___ Data provided

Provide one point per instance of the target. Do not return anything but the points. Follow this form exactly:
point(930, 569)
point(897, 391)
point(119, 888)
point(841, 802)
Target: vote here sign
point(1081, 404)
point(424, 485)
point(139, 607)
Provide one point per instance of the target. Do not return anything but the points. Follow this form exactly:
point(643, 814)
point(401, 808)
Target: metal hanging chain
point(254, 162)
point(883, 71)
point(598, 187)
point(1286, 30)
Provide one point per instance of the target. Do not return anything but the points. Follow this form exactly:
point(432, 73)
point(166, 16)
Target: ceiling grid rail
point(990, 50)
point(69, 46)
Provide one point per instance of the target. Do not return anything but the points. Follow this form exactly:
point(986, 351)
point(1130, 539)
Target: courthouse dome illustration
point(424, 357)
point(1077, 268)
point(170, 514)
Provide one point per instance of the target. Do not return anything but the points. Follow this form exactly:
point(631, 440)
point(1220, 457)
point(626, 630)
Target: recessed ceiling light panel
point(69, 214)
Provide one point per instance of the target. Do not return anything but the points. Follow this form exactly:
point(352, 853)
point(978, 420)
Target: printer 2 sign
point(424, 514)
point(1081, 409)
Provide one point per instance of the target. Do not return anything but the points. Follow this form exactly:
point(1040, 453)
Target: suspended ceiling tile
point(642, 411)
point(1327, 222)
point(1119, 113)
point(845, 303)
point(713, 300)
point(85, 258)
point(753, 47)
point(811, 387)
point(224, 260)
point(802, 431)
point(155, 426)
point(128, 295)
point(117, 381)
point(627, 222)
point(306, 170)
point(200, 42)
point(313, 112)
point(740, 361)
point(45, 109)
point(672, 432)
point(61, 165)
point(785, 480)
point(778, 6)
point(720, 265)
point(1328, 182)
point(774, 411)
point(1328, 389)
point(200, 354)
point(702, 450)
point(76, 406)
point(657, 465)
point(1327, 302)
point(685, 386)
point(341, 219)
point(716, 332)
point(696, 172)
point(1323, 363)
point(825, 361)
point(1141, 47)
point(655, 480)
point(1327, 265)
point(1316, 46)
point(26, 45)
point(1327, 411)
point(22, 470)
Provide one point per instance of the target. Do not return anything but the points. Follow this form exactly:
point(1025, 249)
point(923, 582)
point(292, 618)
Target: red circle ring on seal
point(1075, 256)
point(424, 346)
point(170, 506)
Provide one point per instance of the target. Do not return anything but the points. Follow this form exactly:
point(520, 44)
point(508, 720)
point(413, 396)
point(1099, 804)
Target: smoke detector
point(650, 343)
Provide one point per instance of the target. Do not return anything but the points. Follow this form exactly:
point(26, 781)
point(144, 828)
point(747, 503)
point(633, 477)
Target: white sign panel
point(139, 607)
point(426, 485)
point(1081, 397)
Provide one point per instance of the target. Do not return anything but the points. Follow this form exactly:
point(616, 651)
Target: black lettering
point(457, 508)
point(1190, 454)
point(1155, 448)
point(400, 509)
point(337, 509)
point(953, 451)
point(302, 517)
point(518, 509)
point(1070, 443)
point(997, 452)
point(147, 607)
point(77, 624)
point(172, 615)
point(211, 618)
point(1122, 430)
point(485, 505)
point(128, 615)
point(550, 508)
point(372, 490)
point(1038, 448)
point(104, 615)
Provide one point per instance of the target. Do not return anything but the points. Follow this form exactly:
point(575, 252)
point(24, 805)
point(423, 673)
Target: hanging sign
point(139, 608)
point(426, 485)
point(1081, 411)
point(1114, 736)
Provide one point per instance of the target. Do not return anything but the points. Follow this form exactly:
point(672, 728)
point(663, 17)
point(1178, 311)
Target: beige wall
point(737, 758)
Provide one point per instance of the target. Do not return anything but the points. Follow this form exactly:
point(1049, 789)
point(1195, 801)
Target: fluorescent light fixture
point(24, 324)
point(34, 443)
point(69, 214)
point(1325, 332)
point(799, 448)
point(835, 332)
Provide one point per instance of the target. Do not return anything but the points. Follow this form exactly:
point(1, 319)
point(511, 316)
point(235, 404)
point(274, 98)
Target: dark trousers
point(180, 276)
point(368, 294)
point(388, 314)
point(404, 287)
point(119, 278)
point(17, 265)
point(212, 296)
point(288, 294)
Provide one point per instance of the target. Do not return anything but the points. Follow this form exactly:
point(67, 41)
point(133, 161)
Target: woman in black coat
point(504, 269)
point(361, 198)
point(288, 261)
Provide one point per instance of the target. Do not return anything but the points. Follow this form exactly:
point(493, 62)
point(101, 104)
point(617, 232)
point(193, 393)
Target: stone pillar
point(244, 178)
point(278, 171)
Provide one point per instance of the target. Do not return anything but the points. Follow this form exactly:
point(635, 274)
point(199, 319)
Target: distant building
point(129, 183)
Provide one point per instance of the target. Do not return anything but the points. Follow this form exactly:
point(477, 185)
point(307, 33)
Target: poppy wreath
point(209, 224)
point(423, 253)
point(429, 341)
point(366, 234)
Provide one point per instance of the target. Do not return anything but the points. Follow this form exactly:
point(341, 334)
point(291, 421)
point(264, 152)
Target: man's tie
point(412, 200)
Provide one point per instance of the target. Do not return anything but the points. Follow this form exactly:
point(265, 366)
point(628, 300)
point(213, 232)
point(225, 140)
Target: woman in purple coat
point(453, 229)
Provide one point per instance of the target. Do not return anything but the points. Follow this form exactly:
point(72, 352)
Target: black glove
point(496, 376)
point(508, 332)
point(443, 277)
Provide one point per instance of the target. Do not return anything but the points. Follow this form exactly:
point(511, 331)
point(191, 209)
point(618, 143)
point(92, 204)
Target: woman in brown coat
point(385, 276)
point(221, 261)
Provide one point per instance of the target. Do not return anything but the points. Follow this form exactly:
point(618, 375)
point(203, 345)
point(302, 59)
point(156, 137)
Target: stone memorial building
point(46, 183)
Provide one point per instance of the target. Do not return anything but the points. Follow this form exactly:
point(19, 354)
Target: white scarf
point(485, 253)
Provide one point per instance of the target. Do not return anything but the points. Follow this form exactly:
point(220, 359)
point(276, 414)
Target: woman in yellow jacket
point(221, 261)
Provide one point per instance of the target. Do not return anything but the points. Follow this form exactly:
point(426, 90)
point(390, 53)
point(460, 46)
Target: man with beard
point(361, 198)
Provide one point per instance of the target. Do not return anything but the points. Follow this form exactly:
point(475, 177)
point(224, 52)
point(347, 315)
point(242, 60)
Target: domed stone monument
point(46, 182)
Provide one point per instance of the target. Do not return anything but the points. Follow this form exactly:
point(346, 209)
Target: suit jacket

______

Supply the entire listing above again, word for word.

Provide one point per instance of the target. Do not return anything but the points. Follow this form exactly:
point(930, 569)
point(897, 391)
point(119, 888)
point(841, 802)
Target: vote here sign
point(1081, 404)
point(424, 485)
point(139, 607)
Provide one point per instance of the target. Do not return anything but the points. Follow this form exactly:
point(643, 814)
point(401, 808)
Target: metal hanging chain
point(254, 162)
point(883, 71)
point(598, 187)
point(1286, 30)
Provide one point per instance of the target. Do not return anything but the points. Follow this form exactly:
point(432, 73)
point(166, 16)
Target: ceiling grid rail
point(990, 50)
point(69, 46)
Provide one point per instance of the target. Do not return anything but the points. Follow this form exactly:
point(986, 351)
point(1130, 539)
Target: courthouse dome illustration
point(424, 357)
point(1077, 268)
point(170, 514)
Provide one point per instance of the target. Do not return anything but the points. Follow this form exactly:
point(631, 440)
point(1220, 457)
point(626, 630)
Target: recessed ceiling light panel
point(69, 214)
Provide one point per instance of the target. Do not return anything but the points. Follow this form exactly:
point(352, 853)
point(978, 420)
Target: printer 2 sign
point(424, 514)
point(1081, 409)
Provide one point per instance of the target. Do not return anything but the points. Follow this form exactly:
point(1040, 453)
Target: suspended ceiling tile
point(642, 411)
point(1327, 222)
point(1119, 113)
point(845, 303)
point(713, 300)
point(85, 258)
point(753, 47)
point(811, 387)
point(224, 260)
point(802, 431)
point(155, 426)
point(128, 295)
point(117, 381)
point(627, 222)
point(306, 170)
point(200, 42)
point(313, 112)
point(740, 361)
point(45, 109)
point(672, 432)
point(61, 165)
point(785, 480)
point(778, 6)
point(720, 265)
point(1328, 182)
point(774, 411)
point(1328, 389)
point(200, 354)
point(702, 450)
point(76, 406)
point(657, 465)
point(1327, 302)
point(685, 386)
point(341, 219)
point(716, 332)
point(696, 172)
point(1323, 363)
point(825, 361)
point(1141, 47)
point(655, 480)
point(1327, 265)
point(1316, 46)
point(26, 45)
point(1327, 411)
point(22, 470)
Provide one point per instance of the target. Do not return anything but the points. Follow this form exactly:
point(1025, 249)
point(923, 582)
point(292, 618)
Target: red circle ring on seal
point(1075, 256)
point(424, 346)
point(170, 506)
Provide one point per instance of the target. Do not return anything but the points. Follow this form exactly:
point(520, 44)
point(508, 720)
point(413, 396)
point(1099, 804)
Target: smoke detector
point(650, 343)
Provide one point per instance of the target. Do not return anything but the points. Follow this form exactly:
point(26, 781)
point(144, 828)
point(747, 503)
point(633, 477)
Target: white sign panel
point(139, 607)
point(426, 485)
point(1081, 397)
Provide one point per instance of the target. Do not return anything but the points. Follow this form exactly:
point(616, 651)
Target: black lettering
point(457, 508)
point(1190, 454)
point(1155, 448)
point(400, 509)
point(337, 509)
point(953, 451)
point(302, 517)
point(518, 509)
point(1070, 443)
point(997, 452)
point(147, 607)
point(77, 624)
point(172, 615)
point(211, 618)
point(1122, 430)
point(485, 505)
point(128, 615)
point(550, 508)
point(372, 490)
point(1038, 448)
point(104, 615)
Provide one point per instance of the target. Do not return anything but the points. Follow this form exactly:
point(575, 252)
point(24, 805)
point(423, 673)
Target: hanging sign
point(139, 608)
point(426, 485)
point(1081, 411)
point(1114, 736)
Provide one point per instance of the target. Do not return anything but the points. Follow this form exactly:
point(672, 728)
point(663, 17)
point(1178, 311)
Target: beige wall
point(737, 758)
Provide one point per instance of the target. Do not return anything but the points. Follow this form exactly:
point(1049, 789)
point(1195, 801)
Target: fluorescent light fixture
point(24, 324)
point(34, 443)
point(69, 214)
point(1325, 332)
point(799, 448)
point(835, 332)
Provide one point per instance of the target. Do not return anything but the points. Follow this form exactly:
point(1, 319)
point(511, 316)
point(235, 404)
point(274, 98)
Target: dark trousers
point(180, 276)
point(368, 294)
point(388, 314)
point(404, 287)
point(119, 278)
point(17, 265)
point(212, 296)
point(288, 294)
Provide one point per instance of the target. Do not return anything but the points. Follow this form exactly:
point(67, 41)
point(133, 161)
Target: woman in black coat
point(504, 269)
point(361, 198)
point(288, 261)
Provide one point per instance of the target. Do not return anything but the points. Follow this form exactly:
point(493, 62)
point(101, 104)
point(617, 232)
point(193, 393)
Target: stone pillar
point(244, 178)
point(278, 171)
Provide one point per instance of the target. Do not return anything but the points. Follow this form exactly:
point(635, 274)
point(199, 319)
Target: distant building
point(129, 183)
Provide one point per instance of the target. Do not return anything but the points. Follow this form exactly:
point(477, 185)
point(307, 33)
Target: poppy wreath
point(209, 224)
point(423, 253)
point(429, 341)
point(366, 234)
Provide one point per instance of the target. Do not return anything but the points. Follow this form exactly:
point(341, 334)
point(291, 421)
point(264, 152)
Target: man's tie
point(412, 200)
Provide one point per instance of the target. Do not return anything but the points. Follow this form exactly:
point(265, 366)
point(628, 300)
point(213, 232)
point(225, 140)
Target: woman in purple coat
point(453, 229)
Provide one point per instance of the target. Do not return anything but the points. Follow this form exactly:
point(72, 352)
Target: black glove
point(496, 376)
point(508, 332)
point(443, 277)
Provide one point per instance of the target. Do not return anything but the points. Follow this form exactly:
point(511, 331)
point(191, 209)
point(618, 143)
point(92, 204)
Target: woman in brown coat
point(385, 276)
point(221, 261)
Provide one point per instance of the target. Do not return anything but the points. Follow this form exactly:
point(618, 375)
point(203, 345)
point(302, 59)
point(156, 137)
Target: stone memorial building
point(46, 183)
Provide one point per instance of the target. Do not return anything but the points. Follow this form exactly:
point(19, 354)
Target: white scarf
point(485, 253)
Provide one point per instance of the target. Do not return anything but the points. Follow this form exactly:
point(220, 359)
point(276, 414)
Target: woman in yellow jacket
point(221, 261)
Provide one point per instance of the target. Do not return anything but the points. Follow this form exactly:
point(426, 90)
point(390, 53)
point(460, 46)
Target: man with beard
point(361, 198)
Provide one point per instance of the target. Do not return anything but the points. Follow this form exactly:
point(475, 177)
point(224, 52)
point(347, 315)
point(242, 60)
Target: domed stone monument
point(46, 182)
Provide one point per instance of the target. Do not return anything but the points. Follow this form exactly:
point(346, 209)
Target: suit jacket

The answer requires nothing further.